‘Oh, not for me, I don’t drink milk, and no bread ta, I’m on a clean living diet’ is one of the worst things that you can say. Why?
Not only because your insane dietary habits are literally impossible for the normal human to cater for. No. With a generation of sun-scared people avoiding the light like vampires in the making, and faddish diets sapping nutrients even further, it’s estimated half the UK’s population isn’t getting enough Vitamin D.
In fact, in the clinic I work, our GP suggests everyone should be on some kind of Vitamin D supplement – and should ask for a yearly check to see if your body’s stores are sufficient. Something I’d have no clue about if I wasn’t working with a doctor who specialises in seeing grumpy, tired, aching people.
There are a few types of people who need to be really careful.

THE TASK – Resume the article on Vitamin D deficiency, picking up right after its last sentence.

[Saved data entries]

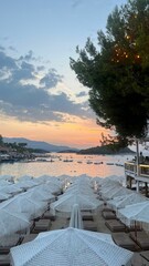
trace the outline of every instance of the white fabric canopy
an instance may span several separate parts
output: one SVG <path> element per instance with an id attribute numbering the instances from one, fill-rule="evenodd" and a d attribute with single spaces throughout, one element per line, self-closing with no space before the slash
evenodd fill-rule
<path id="1" fill-rule="evenodd" d="M 132 192 L 131 194 L 118 196 L 115 197 L 114 200 L 108 201 L 108 205 L 114 209 L 117 209 L 124 208 L 135 203 L 141 203 L 146 201 L 147 198 L 143 195 Z"/>
<path id="2" fill-rule="evenodd" d="M 10 254 L 12 266 L 130 266 L 134 255 L 108 234 L 72 227 L 42 233 Z"/>
<path id="3" fill-rule="evenodd" d="M 78 204 L 74 204 L 71 219 L 70 219 L 70 227 L 83 229 L 83 219 Z"/>
<path id="4" fill-rule="evenodd" d="M 117 216 L 127 225 L 131 225 L 136 221 L 149 223 L 149 201 L 120 208 L 117 211 Z"/>
<path id="5" fill-rule="evenodd" d="M 55 215 L 71 216 L 74 204 L 78 204 L 81 211 L 95 211 L 104 205 L 104 202 L 93 196 L 79 193 L 64 194 L 61 198 L 50 205 L 51 212 Z"/>
<path id="6" fill-rule="evenodd" d="M 30 227 L 29 219 L 22 213 L 11 213 L 0 209 L 0 236 L 7 236 Z"/>

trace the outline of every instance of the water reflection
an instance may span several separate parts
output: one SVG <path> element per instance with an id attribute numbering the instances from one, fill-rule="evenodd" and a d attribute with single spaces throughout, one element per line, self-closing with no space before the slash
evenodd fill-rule
<path id="1" fill-rule="evenodd" d="M 13 164 L 0 164 L 0 175 L 11 174 L 15 177 L 22 175 L 40 176 L 43 174 L 60 176 L 76 176 L 86 174 L 89 176 L 124 175 L 124 165 L 132 155 L 77 155 L 77 154 L 52 154 L 47 161 L 20 162 Z"/>

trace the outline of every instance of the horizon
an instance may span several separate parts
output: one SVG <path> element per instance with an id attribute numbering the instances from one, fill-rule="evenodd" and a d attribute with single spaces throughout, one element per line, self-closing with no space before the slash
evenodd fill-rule
<path id="1" fill-rule="evenodd" d="M 97 31 L 106 31 L 109 13 L 126 2 L 1 1 L 2 135 L 86 149 L 110 134 L 96 124 L 89 89 L 77 81 L 70 58 L 88 37 L 97 45 Z"/>

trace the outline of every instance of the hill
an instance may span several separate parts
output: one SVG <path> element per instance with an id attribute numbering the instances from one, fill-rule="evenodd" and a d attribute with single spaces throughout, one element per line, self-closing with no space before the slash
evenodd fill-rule
<path id="1" fill-rule="evenodd" d="M 70 147 L 70 146 L 58 146 L 53 145 L 47 142 L 40 142 L 40 141 L 31 141 L 24 137 L 3 137 L 3 142 L 8 143 L 26 143 L 26 147 L 44 150 L 45 152 L 61 152 L 61 151 L 71 151 L 78 152 L 77 149 Z"/>
<path id="2" fill-rule="evenodd" d="M 77 152 L 78 154 L 134 154 L 135 152 L 131 151 L 129 147 L 124 147 L 124 149 L 119 149 L 119 150 L 114 150 L 110 149 L 108 145 L 105 146 L 96 146 L 96 147 L 89 147 L 86 150 L 81 150 L 79 152 Z"/>

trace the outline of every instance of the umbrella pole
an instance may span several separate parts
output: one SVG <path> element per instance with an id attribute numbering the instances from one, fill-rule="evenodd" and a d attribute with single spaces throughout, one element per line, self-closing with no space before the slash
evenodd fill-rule
<path id="1" fill-rule="evenodd" d="M 137 162 L 136 162 L 136 175 L 138 176 L 139 175 L 139 141 L 136 139 L 136 158 L 137 158 Z"/>
<path id="2" fill-rule="evenodd" d="M 137 241 L 137 223 L 136 223 L 136 221 L 135 221 L 135 238 Z"/>

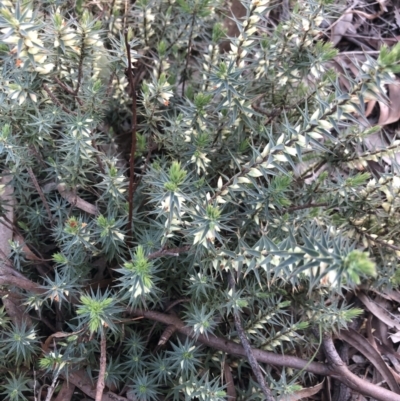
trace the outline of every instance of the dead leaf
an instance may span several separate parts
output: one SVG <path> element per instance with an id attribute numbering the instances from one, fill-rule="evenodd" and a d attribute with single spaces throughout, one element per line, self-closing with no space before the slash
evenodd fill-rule
<path id="1" fill-rule="evenodd" d="M 352 26 L 353 14 L 345 13 L 343 14 L 332 26 L 331 29 L 331 42 L 336 46 L 341 40 L 343 35 Z"/>
<path id="2" fill-rule="evenodd" d="M 297 401 L 297 400 L 302 400 L 305 398 L 309 398 L 314 394 L 317 394 L 318 392 L 321 391 L 323 385 L 324 385 L 323 380 L 321 383 L 317 384 L 314 387 L 308 387 L 308 388 L 303 388 L 302 390 L 296 391 L 293 394 L 290 395 L 284 395 L 282 397 L 278 398 L 278 401 Z"/>

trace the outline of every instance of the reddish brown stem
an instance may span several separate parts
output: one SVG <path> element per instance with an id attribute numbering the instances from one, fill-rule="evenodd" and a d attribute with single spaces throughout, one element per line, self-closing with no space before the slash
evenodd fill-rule
<path id="1" fill-rule="evenodd" d="M 132 72 L 132 59 L 131 59 L 131 47 L 128 43 L 128 33 L 125 32 L 125 45 L 126 53 L 128 55 L 128 69 L 127 75 L 129 80 L 129 86 L 132 96 L 132 146 L 131 146 L 131 157 L 129 159 L 129 215 L 128 215 L 128 238 L 132 239 L 132 220 L 133 220 L 133 195 L 134 195 L 134 179 L 135 179 L 135 153 L 136 153 L 136 128 L 137 128 L 137 113 L 136 113 L 136 82 L 133 81 Z"/>

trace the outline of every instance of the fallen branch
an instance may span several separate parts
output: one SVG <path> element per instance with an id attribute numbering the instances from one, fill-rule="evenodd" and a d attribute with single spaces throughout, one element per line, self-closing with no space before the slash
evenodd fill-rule
<path id="1" fill-rule="evenodd" d="M 185 326 L 184 323 L 176 316 L 141 309 L 130 309 L 130 313 L 134 316 L 143 316 L 146 319 L 156 320 L 167 325 L 173 324 L 177 327 L 177 331 L 179 331 L 180 333 L 185 334 L 186 336 L 191 338 L 195 337 L 194 331 L 190 327 Z M 246 357 L 246 353 L 241 345 L 233 341 L 229 341 L 225 338 L 212 335 L 206 337 L 205 335 L 200 334 L 196 337 L 196 339 L 197 341 L 208 347 L 216 348 L 230 355 Z M 275 366 L 305 370 L 307 372 L 321 376 L 331 376 L 341 381 L 351 389 L 359 392 L 360 394 L 373 397 L 378 401 L 400 401 L 399 395 L 393 393 L 390 390 L 379 387 L 376 384 L 360 379 L 355 374 L 351 373 L 337 354 L 336 349 L 333 346 L 333 341 L 330 341 L 331 346 L 329 344 L 329 340 L 325 340 L 325 348 L 330 347 L 330 352 L 333 347 L 333 350 L 336 353 L 338 359 L 328 358 L 329 364 L 309 362 L 295 356 L 279 355 L 274 354 L 273 352 L 267 352 L 259 349 L 252 349 L 252 351 L 258 362 L 263 362 Z"/>
<path id="2" fill-rule="evenodd" d="M 383 387 L 379 387 L 376 384 L 370 383 L 367 380 L 360 379 L 352 373 L 337 353 L 330 335 L 326 334 L 324 336 L 322 345 L 330 365 L 330 376 L 335 377 L 347 387 L 379 401 L 400 401 L 400 395 Z"/>
<path id="3" fill-rule="evenodd" d="M 233 278 L 233 275 L 231 273 L 229 274 L 229 286 L 231 287 L 232 291 L 235 291 L 235 279 Z M 265 382 L 264 376 L 260 369 L 260 365 L 258 364 L 257 359 L 254 356 L 250 342 L 243 329 L 242 322 L 240 321 L 239 312 L 234 311 L 233 317 L 235 319 L 235 327 L 236 327 L 236 331 L 239 335 L 240 342 L 242 343 L 243 349 L 246 352 L 247 360 L 249 361 L 251 369 L 252 369 L 254 375 L 256 376 L 257 382 L 261 387 L 261 390 L 265 396 L 265 399 L 267 401 L 274 401 L 274 397 L 271 393 L 271 390 L 268 387 L 267 383 Z"/>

TASK OUTPUT –
Most natural sources of Vitamin D – a naturally produced hormone – are found in meats and dairy; fish and fish oils, egg yolks, cheese, fortified milk, and beef liver. Pretty much impossible for anyone on a vegan diet. Even worse for milk-lovers in the UK, as our milk isn’t fortified with Vitamin D at all.
Those who are overweight may also have trouble with processing Vitamin D as it’s extracted from the blood by fat cells – something the body struggles to do in those who’ve piled on the pounds.
And as much as slapping on the sun block could save you from skin cancer and pigmentation, it also means for the few precious hours we get sunlight in the UK, it can’t actually produce any Vitamin D. At all. It’s blocked, from the sun.
Vitamin D deficiency can cause a condition called rickets in children, and bone issues in adults. It can contribute to low moods, depression and weight gain. It’s also been linked to dementia, prostate cancer, erectile dysfunction, and mental health issues.
So, after deciding I don’t eat nearly enough dairy as I should, and with a job which requires me to sit indoors, I’ve started taking a Vitamin D supplement while my GP runs through a blood test to check I’m getting as much as I need.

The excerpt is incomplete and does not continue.